## DIRECTION
Quote every line of the entries below verbatim, without changing a single character.
_ _ _ _ _ _ _
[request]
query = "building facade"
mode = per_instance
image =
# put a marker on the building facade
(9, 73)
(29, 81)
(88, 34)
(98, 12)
_ _ _ _ _ _ _
## ANSWER TO THE TASK
[request]
query = "building facade"
mode = per_instance
image =
# put a marker on the building facade
(9, 73)
(29, 81)
(88, 34)
(98, 12)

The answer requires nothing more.